> **What this task involves**: In the data below, take the lines from the line with "Where can the podium logo" up to and including the line with "point(436, 151)". Rewrite all of them, and shift every coordinate in the answer points up by 50, leaving the sample coordinates and every other line unchanged.

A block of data

┌──

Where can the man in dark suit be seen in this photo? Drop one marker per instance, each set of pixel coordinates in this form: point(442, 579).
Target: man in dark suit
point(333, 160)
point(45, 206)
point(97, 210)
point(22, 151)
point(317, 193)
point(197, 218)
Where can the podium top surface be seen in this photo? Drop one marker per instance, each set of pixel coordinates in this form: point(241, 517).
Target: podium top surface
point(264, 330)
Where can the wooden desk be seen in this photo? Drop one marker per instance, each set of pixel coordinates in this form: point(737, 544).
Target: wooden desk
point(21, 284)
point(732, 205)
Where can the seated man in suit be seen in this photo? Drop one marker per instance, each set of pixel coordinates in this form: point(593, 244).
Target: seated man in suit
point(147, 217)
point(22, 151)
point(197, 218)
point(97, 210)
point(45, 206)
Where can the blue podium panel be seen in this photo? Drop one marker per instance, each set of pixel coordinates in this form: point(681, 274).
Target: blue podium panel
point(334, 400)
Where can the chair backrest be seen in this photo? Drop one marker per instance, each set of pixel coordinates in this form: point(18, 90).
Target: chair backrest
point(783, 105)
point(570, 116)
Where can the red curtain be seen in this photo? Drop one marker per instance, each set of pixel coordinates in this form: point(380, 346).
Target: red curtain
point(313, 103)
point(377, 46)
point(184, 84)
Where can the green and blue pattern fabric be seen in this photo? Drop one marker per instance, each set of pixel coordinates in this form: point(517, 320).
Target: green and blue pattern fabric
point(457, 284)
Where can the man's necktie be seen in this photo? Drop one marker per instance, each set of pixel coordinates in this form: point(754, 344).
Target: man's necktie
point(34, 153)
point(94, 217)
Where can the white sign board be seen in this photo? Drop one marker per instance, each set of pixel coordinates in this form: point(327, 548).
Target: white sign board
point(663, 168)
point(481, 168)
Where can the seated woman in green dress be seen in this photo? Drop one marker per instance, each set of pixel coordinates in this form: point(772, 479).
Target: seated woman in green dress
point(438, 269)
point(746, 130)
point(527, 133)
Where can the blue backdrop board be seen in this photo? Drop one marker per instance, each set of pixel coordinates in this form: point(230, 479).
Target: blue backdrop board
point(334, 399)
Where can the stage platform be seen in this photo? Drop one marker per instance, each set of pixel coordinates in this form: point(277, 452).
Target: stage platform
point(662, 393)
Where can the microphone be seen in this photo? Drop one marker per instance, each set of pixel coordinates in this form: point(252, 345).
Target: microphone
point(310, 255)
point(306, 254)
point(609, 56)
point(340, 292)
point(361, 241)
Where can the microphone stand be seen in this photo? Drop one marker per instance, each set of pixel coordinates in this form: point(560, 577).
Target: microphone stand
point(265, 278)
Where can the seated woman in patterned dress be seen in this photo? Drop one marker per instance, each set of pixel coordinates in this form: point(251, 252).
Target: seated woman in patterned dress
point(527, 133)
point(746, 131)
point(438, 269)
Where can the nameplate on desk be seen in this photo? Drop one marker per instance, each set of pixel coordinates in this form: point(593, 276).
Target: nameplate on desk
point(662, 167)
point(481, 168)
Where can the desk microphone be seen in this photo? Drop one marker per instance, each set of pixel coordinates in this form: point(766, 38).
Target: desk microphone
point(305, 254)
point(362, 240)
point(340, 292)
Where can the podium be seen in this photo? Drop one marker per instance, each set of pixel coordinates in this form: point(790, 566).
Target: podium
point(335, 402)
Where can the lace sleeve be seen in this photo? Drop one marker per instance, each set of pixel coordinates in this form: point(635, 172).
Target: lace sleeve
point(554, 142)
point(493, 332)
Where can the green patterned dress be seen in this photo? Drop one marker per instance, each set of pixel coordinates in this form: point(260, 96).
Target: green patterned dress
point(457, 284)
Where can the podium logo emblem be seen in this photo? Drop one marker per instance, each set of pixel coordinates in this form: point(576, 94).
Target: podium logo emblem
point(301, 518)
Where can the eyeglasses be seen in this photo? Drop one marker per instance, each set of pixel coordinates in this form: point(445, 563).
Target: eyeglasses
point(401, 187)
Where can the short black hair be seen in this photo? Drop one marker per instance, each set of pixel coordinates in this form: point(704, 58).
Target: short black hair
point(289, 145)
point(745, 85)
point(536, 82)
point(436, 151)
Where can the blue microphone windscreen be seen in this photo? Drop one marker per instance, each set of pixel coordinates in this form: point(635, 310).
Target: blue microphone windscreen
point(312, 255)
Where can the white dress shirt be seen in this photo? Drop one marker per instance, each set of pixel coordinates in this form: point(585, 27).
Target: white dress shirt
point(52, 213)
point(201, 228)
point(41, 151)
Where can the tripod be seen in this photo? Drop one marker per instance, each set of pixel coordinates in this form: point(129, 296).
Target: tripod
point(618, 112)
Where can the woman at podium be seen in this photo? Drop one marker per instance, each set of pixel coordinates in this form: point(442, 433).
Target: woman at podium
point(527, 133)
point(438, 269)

└──
┌──

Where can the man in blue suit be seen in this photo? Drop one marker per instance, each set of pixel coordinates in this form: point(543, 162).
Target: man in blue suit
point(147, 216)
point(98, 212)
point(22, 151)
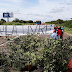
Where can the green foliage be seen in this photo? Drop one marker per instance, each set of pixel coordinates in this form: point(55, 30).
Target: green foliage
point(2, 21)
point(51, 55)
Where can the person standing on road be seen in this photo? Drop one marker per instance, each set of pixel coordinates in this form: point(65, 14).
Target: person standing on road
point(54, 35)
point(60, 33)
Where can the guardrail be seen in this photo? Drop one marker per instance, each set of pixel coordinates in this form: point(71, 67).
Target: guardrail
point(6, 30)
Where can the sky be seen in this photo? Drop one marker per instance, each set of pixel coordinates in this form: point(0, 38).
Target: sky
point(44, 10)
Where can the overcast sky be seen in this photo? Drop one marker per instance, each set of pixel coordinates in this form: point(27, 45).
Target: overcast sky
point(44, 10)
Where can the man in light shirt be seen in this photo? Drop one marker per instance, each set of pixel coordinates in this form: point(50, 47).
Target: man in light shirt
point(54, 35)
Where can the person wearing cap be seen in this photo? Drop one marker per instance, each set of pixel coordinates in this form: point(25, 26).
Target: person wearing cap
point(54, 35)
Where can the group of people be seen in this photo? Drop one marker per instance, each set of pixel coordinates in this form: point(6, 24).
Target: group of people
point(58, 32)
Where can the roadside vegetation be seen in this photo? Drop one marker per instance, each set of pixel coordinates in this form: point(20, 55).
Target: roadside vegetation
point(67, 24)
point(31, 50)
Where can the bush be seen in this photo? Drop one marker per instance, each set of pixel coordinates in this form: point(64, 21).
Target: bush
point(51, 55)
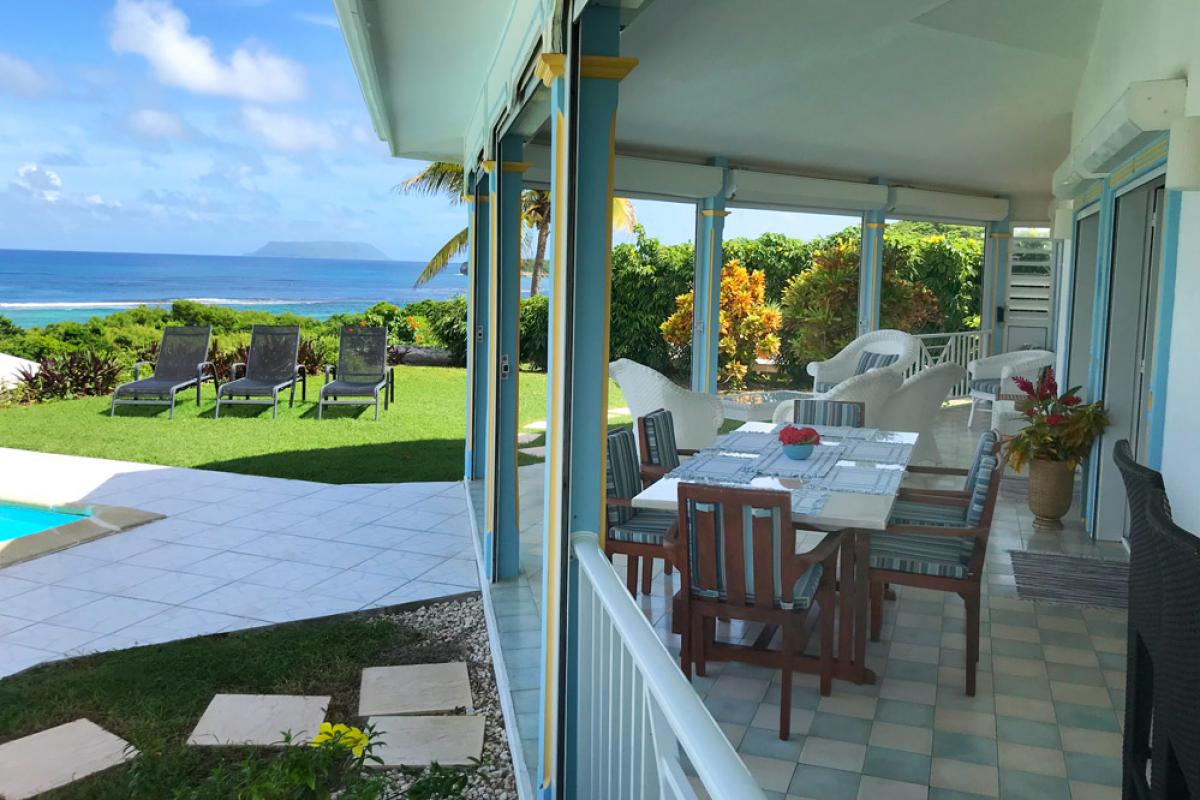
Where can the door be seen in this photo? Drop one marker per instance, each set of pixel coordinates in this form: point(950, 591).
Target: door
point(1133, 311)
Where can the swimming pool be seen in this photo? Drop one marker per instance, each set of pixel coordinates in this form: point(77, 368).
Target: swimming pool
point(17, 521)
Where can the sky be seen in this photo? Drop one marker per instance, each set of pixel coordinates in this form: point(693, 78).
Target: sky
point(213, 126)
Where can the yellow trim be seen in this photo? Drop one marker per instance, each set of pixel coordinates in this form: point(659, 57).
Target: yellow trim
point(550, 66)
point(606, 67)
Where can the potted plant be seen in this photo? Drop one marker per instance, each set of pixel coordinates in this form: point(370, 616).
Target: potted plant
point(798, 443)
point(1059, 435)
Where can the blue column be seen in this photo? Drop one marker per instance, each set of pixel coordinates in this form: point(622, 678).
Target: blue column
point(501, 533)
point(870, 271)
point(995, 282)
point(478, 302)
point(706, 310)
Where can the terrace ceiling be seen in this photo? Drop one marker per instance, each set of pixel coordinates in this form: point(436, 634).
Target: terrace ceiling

└──

> **Result for this exercise**:
Where can the podium logo emblem be seen in this photo? Drop one marker per instance, each set of pixel coordinates in this form: point(576, 94).
Target: podium logo emblem
point(351, 568)
Where can the eyeglasses be seen in this photo? Drop one marker per instance, each set of pixel coordinates in this form: point(445, 563).
Target: eyeglasses
point(451, 237)
Where can the short black hair be seen in this photo? Drop one marker per instance, each set of pixel coordinates in this form: point(704, 58).
Target: short black hair
point(339, 195)
point(795, 135)
point(586, 132)
point(486, 201)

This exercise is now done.